Portrait d'une communarde et d'une féministe.

Nathalie Lemel avec la coiffe traditionnelle.
      Nathalie Lemel naît au cœur de la ville de Brest le 26 août 1826. Ses parents tenant un bar, elle rentre très vite en contact avec la vie sociale et politique urbaine. Elle est scolarisée jusqu'à 12 ans puis devient ouvrière-relieuse de livre. A 19 ans, elle épouse Jérome Lemel, comme elle ouvrier-relieur. A Quimper, ils ouvrent ensemble leur boutique de reliure mais celle-ci fait faillite en 1861 ; espérant une vie meilleure, le couple déménage à Paris.


1864-1866 : les années charnières de l'engagement politique.

      Là encore, elle est vite immergée dans la vie syndicale, politique et féministe. Car en Europe, les colères ouvrières des faubourgs grondent. Il faut dire que leurs conditions de vie restent souvent misérables malgré les changements de régimes politiques. C'est dans ce contexte qu'est créée la Première Internationale à Londres en 1864. Gagnée aux doctrines socialistes et opposante farouche à l'Empire, Nathalie Lemel y adhère deux ans plus tard.

En 1864-1865, des grèves très intenses sont menées par les ouvriers relieurs. Nathalie y prend part indirectement en fondant La Marmite avec un des grands leaders ouvriers : Eugène Varlin. Ce restaurant coopératif servant des milliers de repas aux personnes économiquement démunies, sorte de Restos du cœur de l'époque, marquera les esprits. Si bien qu'elle est élue déléguée syndicale, fait extrêmement rare dans ce monde phallocratique.

* * * * * * * * *

§ **Série d'exercices**
a. Résumez en deux phrases le portrait de Nathalie Lemel.
b. Recopiez le passage du portrait de Nathalie Lemel qui commence par « Nathalie Lemel naît » et se termine par « de l'engagement politique. ».

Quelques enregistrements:
* * * * * * * * *

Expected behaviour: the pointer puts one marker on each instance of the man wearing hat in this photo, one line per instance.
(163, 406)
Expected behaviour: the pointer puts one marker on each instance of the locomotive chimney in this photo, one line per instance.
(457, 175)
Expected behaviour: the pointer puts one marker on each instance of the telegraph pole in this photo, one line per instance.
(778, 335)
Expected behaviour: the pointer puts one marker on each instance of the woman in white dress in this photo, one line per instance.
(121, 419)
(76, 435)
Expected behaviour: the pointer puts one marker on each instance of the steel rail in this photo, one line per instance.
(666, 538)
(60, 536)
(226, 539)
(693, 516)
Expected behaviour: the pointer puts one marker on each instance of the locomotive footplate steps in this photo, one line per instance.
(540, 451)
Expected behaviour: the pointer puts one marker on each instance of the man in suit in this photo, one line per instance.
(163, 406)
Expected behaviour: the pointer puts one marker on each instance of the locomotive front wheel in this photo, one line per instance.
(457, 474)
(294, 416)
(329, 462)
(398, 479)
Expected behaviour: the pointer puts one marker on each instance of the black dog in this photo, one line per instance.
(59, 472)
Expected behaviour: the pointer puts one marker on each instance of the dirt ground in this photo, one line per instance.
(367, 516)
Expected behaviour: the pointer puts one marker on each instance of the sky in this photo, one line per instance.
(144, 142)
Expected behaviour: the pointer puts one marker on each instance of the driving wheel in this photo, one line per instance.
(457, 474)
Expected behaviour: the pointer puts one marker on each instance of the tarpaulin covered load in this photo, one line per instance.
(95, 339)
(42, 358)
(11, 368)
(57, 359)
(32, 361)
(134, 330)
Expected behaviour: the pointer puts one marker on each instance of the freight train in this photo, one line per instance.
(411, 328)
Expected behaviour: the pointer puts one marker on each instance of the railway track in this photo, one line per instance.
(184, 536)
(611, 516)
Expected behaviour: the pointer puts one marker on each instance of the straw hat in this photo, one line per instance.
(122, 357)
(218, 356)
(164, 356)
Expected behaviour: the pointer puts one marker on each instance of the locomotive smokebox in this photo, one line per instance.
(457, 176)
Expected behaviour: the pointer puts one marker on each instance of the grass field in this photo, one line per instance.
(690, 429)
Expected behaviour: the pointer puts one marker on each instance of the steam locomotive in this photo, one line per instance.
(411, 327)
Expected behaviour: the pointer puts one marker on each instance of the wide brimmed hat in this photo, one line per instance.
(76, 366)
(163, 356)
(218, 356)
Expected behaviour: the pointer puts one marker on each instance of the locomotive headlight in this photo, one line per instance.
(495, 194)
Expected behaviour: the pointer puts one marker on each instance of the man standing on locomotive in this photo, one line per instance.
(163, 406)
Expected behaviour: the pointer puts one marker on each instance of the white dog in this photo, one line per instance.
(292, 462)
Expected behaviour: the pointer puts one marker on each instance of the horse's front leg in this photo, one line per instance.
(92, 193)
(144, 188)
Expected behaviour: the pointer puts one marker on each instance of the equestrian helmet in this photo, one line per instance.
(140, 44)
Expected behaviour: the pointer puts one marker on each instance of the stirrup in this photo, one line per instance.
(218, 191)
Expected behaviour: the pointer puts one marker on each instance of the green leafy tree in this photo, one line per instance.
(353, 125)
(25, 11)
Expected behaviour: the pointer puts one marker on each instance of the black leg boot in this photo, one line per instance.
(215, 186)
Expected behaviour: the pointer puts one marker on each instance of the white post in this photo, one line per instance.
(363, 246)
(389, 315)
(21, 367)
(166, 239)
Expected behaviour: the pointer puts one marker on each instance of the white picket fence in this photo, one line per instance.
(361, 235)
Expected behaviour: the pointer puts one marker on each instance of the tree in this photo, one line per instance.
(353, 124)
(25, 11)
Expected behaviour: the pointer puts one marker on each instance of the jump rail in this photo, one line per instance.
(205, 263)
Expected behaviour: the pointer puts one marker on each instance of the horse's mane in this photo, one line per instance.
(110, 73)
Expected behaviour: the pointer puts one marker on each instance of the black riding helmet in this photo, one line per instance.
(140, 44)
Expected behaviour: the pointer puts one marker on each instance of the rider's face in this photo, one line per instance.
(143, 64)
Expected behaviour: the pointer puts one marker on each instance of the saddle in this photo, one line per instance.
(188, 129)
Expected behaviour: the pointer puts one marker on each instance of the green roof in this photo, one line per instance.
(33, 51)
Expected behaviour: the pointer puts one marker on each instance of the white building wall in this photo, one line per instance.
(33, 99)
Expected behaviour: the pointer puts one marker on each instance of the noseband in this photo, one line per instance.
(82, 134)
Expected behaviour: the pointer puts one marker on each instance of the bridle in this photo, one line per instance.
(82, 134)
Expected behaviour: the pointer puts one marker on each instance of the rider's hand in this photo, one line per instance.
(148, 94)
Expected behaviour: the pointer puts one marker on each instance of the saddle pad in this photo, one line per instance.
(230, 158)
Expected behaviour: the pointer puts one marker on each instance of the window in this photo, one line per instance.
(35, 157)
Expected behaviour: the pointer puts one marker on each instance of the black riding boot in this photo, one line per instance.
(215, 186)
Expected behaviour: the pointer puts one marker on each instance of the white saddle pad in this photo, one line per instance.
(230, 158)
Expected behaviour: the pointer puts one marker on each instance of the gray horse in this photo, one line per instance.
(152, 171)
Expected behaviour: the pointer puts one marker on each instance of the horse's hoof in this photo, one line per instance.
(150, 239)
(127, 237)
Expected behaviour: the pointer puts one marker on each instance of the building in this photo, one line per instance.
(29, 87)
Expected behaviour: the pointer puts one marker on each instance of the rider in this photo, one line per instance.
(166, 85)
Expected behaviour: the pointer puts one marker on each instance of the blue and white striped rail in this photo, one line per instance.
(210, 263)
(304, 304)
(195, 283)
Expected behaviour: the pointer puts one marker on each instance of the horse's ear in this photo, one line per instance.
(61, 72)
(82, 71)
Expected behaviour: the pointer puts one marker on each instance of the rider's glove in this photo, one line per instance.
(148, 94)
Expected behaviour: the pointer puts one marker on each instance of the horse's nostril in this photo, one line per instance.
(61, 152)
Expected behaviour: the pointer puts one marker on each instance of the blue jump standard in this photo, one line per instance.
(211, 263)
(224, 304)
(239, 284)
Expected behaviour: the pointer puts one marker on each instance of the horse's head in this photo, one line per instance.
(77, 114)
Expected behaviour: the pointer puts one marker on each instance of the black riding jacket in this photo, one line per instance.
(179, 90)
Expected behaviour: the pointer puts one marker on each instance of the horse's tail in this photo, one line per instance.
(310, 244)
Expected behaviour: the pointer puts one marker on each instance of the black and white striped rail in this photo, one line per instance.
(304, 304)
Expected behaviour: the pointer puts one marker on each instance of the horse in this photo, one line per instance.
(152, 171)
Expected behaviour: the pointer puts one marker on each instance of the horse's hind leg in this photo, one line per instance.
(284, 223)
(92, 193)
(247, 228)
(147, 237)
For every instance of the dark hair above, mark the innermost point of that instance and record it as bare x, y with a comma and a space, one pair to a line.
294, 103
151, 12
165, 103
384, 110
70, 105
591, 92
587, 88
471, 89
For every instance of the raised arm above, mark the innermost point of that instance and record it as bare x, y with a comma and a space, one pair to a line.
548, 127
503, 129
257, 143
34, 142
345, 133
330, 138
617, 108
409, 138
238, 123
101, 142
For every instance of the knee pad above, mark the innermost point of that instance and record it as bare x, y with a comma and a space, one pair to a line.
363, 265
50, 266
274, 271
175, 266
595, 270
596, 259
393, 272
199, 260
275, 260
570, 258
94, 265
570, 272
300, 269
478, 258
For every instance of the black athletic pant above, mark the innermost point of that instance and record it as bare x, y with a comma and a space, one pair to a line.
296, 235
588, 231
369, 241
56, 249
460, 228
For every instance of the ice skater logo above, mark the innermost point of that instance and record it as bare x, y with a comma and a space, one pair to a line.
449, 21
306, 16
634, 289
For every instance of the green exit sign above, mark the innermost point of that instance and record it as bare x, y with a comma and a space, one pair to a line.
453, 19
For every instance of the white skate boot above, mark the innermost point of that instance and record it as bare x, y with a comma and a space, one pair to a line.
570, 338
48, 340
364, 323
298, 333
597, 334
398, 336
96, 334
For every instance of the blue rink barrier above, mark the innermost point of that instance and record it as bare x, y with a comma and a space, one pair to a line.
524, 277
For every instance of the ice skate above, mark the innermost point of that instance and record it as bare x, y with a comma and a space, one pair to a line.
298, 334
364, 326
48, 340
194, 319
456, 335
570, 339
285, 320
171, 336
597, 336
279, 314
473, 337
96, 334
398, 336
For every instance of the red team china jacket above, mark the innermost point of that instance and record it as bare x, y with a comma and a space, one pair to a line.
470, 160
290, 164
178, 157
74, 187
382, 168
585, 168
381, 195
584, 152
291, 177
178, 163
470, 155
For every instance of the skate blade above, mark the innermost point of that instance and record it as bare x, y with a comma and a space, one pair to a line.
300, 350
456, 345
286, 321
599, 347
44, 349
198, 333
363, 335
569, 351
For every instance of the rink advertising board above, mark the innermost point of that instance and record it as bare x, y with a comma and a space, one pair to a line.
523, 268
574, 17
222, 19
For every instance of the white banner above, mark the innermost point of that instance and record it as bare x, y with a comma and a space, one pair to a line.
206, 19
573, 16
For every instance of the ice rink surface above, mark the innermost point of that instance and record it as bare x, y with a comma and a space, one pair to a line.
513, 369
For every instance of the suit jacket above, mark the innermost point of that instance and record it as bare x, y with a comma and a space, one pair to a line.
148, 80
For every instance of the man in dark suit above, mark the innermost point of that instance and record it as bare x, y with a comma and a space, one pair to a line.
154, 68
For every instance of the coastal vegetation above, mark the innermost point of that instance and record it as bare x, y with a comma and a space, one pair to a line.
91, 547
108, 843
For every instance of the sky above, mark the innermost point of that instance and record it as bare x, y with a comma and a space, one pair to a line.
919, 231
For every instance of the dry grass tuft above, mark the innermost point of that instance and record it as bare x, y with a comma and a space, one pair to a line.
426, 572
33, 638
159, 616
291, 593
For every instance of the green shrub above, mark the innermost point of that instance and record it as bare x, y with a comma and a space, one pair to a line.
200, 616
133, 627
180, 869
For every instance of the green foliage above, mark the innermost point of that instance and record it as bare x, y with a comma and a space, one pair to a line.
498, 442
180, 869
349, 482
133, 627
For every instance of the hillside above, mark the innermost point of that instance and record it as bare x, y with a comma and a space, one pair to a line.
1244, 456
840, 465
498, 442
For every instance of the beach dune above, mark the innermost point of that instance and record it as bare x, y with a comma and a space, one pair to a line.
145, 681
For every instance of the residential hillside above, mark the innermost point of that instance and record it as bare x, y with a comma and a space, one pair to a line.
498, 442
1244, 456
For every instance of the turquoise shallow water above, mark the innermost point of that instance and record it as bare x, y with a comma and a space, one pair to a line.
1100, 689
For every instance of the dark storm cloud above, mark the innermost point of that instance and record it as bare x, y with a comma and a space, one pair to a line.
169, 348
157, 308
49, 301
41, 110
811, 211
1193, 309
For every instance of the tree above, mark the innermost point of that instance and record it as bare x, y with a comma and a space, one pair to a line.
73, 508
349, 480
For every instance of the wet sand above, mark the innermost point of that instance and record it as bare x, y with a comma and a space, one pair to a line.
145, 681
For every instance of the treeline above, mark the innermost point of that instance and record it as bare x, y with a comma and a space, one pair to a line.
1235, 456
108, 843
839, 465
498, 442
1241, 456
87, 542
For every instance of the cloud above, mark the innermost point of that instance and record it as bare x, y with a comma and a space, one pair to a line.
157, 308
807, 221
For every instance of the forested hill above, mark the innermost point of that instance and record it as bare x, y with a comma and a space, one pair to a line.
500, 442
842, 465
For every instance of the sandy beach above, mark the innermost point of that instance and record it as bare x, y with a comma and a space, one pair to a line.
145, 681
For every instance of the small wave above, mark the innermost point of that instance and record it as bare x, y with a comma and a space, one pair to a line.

* * * * * * * * *

§ **Corrigés des exercices**
a. Née à Brest en 1826, Nathalie Lemel devient ouvrière-relieuse et ouvre avec son mari une boutique de reliure à Quimper, puis le couple s'installe à Paris après la faillite de celle-ci en 1861. À Paris, elle adhère à la Première Internationale, fonde avec Eugène Varlin le restaurant coopératif La Marmite et est élue déléguée syndicale.

b.
Nathalie Lemel naît au cœur de la ville de Brest le 26 août 1826. Ses parents tenant un bar, elle rentre très vite en contact avec la vie sociale et politique urbaine. Elle est scolarisée jusqu'à 12 ans puis devient ouvrière-relieuse de livre. A 19 ans, elle épouse Jérome Lemel, comme elle ouvrier-relieur. A Quimper, ils ouvrent ensemble leur boutique de reliure mais celle-ci fait faillite en 1861 ; espérant une vie meilleure, le couple déménage à Paris.


1864-1866 : les années charnières de l'engagement politique.